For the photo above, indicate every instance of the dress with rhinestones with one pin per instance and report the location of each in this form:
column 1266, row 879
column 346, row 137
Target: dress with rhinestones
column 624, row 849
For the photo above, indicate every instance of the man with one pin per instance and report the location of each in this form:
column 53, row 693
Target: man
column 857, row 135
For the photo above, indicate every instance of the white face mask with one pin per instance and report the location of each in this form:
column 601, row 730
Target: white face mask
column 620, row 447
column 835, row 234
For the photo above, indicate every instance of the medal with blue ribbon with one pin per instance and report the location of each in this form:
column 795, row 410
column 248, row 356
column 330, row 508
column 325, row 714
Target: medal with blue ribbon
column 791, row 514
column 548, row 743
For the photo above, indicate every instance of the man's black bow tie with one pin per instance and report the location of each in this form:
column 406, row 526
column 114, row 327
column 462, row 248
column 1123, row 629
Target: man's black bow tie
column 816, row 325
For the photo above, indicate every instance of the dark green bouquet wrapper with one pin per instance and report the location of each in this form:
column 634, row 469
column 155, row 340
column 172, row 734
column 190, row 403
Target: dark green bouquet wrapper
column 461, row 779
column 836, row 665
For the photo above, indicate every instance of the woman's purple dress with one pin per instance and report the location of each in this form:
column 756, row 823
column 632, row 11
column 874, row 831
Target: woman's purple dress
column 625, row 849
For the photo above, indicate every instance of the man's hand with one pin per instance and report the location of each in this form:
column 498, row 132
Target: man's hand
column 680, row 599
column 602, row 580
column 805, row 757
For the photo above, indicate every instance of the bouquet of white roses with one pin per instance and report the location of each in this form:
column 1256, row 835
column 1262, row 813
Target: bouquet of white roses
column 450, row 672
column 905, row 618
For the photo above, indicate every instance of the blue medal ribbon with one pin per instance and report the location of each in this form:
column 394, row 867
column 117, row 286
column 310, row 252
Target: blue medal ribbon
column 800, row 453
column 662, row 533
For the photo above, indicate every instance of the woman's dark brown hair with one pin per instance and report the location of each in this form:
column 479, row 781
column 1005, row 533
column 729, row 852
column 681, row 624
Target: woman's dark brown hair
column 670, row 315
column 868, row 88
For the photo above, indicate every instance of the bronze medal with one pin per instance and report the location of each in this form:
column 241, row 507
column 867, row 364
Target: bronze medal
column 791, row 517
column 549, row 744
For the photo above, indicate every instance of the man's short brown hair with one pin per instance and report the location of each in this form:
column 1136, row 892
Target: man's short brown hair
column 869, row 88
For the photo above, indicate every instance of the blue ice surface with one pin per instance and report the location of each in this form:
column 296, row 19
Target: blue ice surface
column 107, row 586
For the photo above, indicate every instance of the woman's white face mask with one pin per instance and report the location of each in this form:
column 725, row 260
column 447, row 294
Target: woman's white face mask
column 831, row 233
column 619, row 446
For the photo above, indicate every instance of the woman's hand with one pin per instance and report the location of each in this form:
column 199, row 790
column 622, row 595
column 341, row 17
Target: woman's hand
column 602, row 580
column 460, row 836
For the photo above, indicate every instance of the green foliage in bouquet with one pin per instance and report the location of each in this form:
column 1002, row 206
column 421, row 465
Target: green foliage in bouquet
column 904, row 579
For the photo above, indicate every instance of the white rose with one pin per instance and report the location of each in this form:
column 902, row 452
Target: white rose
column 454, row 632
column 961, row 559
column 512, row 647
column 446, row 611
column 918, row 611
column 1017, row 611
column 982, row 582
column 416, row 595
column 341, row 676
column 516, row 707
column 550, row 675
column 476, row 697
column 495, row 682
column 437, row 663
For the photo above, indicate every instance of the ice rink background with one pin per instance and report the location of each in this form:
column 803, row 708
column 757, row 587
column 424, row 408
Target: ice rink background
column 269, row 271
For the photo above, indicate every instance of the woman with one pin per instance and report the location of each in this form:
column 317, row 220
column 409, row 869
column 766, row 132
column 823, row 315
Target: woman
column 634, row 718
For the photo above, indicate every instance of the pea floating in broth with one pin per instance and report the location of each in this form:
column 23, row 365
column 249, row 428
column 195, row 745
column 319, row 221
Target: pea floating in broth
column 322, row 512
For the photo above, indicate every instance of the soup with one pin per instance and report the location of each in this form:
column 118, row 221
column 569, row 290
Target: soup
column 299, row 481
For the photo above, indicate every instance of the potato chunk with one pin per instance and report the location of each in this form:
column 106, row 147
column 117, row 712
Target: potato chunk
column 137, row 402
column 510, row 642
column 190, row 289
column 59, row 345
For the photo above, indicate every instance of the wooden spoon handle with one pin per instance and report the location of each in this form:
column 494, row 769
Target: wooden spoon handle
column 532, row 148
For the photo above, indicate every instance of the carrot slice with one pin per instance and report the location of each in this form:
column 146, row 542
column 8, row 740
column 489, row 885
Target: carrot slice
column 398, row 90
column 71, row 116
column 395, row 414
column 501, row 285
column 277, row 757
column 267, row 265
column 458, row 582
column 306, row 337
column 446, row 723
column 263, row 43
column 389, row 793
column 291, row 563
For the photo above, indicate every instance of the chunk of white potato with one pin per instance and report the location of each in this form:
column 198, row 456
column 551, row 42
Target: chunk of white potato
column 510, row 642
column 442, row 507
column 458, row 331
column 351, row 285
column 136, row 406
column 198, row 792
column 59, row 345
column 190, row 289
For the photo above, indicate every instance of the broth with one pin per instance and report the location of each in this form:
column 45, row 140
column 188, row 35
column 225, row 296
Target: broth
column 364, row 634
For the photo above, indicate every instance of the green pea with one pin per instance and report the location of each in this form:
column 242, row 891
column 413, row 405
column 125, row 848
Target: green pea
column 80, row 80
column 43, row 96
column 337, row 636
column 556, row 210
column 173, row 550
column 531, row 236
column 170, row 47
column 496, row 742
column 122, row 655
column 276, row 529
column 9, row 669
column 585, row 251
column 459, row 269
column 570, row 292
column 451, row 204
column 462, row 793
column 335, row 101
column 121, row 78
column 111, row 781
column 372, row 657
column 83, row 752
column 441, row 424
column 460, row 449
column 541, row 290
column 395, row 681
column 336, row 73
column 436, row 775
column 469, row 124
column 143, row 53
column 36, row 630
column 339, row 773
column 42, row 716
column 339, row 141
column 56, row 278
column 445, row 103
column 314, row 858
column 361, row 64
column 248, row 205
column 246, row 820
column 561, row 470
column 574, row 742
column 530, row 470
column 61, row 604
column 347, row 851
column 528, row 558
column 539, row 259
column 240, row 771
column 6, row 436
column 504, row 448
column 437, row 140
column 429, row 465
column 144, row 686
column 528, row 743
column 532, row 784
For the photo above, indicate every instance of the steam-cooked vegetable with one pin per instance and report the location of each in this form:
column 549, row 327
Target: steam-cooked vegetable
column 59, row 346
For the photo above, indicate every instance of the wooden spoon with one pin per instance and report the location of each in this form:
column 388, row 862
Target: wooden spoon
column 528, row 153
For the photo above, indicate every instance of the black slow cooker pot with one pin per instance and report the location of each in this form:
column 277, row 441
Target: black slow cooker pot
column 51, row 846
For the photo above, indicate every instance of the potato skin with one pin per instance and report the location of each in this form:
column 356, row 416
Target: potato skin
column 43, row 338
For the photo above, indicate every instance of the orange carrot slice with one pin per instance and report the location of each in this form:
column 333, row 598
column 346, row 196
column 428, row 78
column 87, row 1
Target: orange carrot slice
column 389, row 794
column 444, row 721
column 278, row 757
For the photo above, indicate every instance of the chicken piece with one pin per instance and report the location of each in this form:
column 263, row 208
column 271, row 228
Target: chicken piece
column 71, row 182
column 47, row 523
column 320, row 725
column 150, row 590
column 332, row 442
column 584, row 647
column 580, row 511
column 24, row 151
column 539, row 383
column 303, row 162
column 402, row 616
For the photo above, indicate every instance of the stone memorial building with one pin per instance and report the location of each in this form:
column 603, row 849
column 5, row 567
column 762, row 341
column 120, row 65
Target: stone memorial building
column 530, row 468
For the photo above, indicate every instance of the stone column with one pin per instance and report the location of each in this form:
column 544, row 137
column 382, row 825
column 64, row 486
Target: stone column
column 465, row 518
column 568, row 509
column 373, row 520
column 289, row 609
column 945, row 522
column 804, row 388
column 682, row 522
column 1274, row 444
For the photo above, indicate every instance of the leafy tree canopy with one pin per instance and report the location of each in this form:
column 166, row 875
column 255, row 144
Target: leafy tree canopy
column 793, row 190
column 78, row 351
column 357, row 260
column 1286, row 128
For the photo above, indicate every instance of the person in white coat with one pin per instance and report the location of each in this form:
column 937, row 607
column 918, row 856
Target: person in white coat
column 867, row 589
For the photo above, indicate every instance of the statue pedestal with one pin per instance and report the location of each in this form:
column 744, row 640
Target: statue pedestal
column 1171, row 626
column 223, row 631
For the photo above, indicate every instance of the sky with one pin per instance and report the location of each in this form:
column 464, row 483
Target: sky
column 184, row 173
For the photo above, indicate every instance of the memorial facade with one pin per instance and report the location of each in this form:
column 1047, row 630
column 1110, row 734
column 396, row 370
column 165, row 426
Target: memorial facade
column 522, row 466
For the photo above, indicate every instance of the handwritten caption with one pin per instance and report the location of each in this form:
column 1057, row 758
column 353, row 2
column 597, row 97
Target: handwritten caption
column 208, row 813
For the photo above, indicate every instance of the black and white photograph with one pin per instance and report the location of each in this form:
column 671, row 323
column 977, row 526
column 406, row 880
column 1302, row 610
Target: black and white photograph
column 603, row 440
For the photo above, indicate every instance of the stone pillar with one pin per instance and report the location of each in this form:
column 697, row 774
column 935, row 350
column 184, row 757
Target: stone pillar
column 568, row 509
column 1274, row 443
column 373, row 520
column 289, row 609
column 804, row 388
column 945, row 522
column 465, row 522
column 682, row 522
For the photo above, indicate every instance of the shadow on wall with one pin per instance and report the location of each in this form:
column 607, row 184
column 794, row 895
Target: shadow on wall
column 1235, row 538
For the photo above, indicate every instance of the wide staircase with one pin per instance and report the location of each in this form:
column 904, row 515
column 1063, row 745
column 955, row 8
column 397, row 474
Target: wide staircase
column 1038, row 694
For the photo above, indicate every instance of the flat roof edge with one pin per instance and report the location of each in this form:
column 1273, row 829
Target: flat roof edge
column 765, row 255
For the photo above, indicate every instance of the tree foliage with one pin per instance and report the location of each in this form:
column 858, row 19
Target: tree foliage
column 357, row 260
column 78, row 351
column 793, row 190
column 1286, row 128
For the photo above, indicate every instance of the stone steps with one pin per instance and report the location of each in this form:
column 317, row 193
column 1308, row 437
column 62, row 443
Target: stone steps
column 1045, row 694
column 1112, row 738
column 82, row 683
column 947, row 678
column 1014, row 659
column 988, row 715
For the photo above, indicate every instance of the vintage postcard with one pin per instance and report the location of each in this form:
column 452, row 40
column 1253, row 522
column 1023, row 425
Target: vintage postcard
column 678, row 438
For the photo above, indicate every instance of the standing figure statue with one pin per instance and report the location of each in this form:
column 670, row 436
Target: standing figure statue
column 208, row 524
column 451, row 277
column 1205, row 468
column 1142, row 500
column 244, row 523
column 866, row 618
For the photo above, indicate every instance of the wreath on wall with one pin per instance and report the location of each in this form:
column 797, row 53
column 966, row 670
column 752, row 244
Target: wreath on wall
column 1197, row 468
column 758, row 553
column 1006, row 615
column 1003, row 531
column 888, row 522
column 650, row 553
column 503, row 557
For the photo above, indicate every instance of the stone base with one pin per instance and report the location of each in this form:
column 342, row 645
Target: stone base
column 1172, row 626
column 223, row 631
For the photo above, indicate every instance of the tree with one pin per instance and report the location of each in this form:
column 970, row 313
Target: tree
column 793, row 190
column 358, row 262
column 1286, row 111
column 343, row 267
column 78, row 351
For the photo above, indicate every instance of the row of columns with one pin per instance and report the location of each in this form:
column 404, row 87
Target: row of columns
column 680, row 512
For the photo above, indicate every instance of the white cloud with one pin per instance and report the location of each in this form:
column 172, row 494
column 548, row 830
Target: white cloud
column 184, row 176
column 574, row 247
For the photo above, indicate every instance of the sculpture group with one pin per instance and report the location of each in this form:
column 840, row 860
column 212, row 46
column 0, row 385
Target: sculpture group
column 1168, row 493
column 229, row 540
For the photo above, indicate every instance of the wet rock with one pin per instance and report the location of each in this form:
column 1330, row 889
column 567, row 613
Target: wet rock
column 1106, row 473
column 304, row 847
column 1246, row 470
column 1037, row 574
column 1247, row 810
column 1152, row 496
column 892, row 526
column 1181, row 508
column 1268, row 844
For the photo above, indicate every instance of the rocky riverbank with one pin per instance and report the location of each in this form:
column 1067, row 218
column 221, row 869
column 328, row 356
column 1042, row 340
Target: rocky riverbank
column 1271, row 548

━━━━━━━━━━━━━━━━━━━━

WHAT THE EXERCISE ASKS: Can you write out everything from the line containing "For the photo above, indicate every instance of the pea" down to the line containing "column 322, row 512", changing "broth" to "clear soup" and leaving the rest as it stands?

FULL OUTPUT:
For the photo above, indicate every instance of the pea floating in clear soup with one pin per instance and report the location of each in this form:
column 23, row 365
column 249, row 428
column 195, row 745
column 319, row 221
Target: pea floating in clear soup
column 322, row 512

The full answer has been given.